*Information given:*
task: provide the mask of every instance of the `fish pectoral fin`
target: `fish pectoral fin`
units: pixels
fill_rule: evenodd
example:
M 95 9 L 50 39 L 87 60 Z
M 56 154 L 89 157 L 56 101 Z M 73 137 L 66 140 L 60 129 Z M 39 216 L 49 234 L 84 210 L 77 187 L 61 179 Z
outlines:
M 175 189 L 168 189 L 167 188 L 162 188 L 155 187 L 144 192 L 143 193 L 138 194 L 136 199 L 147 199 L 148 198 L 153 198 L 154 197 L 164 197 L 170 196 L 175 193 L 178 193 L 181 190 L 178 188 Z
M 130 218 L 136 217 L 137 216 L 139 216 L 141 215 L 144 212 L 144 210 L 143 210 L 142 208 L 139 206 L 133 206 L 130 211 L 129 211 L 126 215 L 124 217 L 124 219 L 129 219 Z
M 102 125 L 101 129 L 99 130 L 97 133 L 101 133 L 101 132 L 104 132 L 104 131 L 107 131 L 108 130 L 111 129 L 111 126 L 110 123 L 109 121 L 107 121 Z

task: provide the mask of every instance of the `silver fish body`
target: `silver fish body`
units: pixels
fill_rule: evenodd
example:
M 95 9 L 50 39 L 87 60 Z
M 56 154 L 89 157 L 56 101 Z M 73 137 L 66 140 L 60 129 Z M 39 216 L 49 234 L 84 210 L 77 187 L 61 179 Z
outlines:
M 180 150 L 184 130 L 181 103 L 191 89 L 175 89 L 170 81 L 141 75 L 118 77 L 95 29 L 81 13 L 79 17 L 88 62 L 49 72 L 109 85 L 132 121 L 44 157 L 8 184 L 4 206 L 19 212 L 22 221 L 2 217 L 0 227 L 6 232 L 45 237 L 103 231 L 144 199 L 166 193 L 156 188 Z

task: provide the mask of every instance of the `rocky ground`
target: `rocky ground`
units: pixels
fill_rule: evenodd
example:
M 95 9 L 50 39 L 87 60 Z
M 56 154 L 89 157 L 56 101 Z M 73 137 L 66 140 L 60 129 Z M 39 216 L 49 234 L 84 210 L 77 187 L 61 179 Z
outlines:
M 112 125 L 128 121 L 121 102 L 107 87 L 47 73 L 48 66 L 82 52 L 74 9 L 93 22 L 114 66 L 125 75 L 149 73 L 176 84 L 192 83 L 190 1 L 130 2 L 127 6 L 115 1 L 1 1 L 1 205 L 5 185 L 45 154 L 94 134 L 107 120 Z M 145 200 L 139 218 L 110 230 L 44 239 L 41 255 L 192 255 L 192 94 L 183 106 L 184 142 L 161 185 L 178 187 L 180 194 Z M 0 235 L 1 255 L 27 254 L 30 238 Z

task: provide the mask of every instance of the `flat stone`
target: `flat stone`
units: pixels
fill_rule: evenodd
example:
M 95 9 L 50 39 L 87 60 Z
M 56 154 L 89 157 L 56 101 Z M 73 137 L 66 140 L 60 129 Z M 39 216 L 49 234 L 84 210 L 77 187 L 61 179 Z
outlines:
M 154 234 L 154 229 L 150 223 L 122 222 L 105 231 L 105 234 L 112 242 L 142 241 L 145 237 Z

*Task:* Copy every one of the records above back out line for line, without changing a single character.

*Exercise answer:*
task: provide the mask of every instance of the `fish pectoral fin`
target: `fish pectoral fin`
units: pixels
fill_rule: evenodd
example:
M 95 9 L 50 39 L 87 60 Z
M 56 154 L 89 157 L 56 101 Z M 73 137 L 66 140 L 60 129 Z M 39 216 L 49 234 L 84 210 L 77 187 L 61 179 Z
outlines:
M 175 189 L 168 189 L 167 188 L 162 188 L 155 187 L 144 192 L 143 193 L 138 194 L 136 199 L 147 199 L 148 198 L 153 198 L 154 197 L 164 197 L 170 196 L 175 193 L 178 193 L 181 190 L 178 188 Z
M 130 218 L 136 217 L 137 216 L 139 216 L 141 215 L 144 212 L 144 210 L 143 210 L 142 208 L 139 206 L 133 206 L 130 211 L 129 211 L 126 215 L 124 217 L 124 219 L 129 219 Z
M 102 125 L 101 129 L 99 130 L 97 133 L 101 133 L 101 132 L 104 132 L 104 131 L 107 131 L 108 130 L 111 129 L 111 126 L 110 123 L 109 121 L 107 121 Z

task: provide the mask of every instance of the `silver fish body`
target: `silver fish body`
units: pixels
fill_rule: evenodd
example:
M 95 9 L 50 39 L 87 60 Z
M 56 154 L 89 157 L 56 101 Z M 73 137 L 66 140 L 60 129 Z M 39 216 L 49 234 L 84 210 L 77 187 L 61 179 Z
outlines:
M 180 150 L 184 130 L 181 103 L 191 89 L 175 89 L 170 81 L 141 75 L 118 77 L 95 29 L 81 13 L 79 17 L 88 62 L 49 72 L 109 85 L 132 121 L 44 157 L 8 184 L 4 206 L 19 212 L 22 221 L 2 217 L 0 227 L 6 232 L 45 237 L 103 231 L 144 199 L 166 193 L 156 188 Z

task: provide the mask of every instance of the `rocky ground`
target: `rocky ground`
units: pixels
fill_rule: evenodd
example:
M 95 9 L 50 39 L 87 60 Z
M 56 154 L 89 157 L 56 101 Z M 73 137 L 66 140 L 60 129 Z M 39 216 L 49 234 L 84 210 L 77 187 L 61 179 Z
outlines:
M 112 125 L 128 121 L 121 102 L 107 87 L 47 73 L 48 66 L 82 52 L 74 9 L 93 22 L 114 66 L 125 75 L 149 73 L 176 84 L 192 83 L 190 1 L 130 2 L 127 6 L 115 1 L 1 1 L 1 205 L 5 185 L 45 154 L 94 134 L 107 120 Z M 145 200 L 139 218 L 110 230 L 44 239 L 41 255 L 192 255 L 192 94 L 183 106 L 184 142 L 161 185 L 178 187 L 180 194 Z M 0 235 L 1 255 L 27 254 L 30 238 Z

task: provide the mask of every instance of the `flat stone`
target: `flat stone`
units: pixels
fill_rule: evenodd
example:
M 95 9 L 50 39 L 87 60 Z
M 56 154 L 89 157 L 56 101 Z M 73 137 L 66 140 L 60 129 Z M 39 216 L 49 234 L 84 210 L 77 187 L 61 179 Z
outlines:
M 154 234 L 154 229 L 150 223 L 122 222 L 105 231 L 105 234 L 112 242 L 142 241 L 145 237 Z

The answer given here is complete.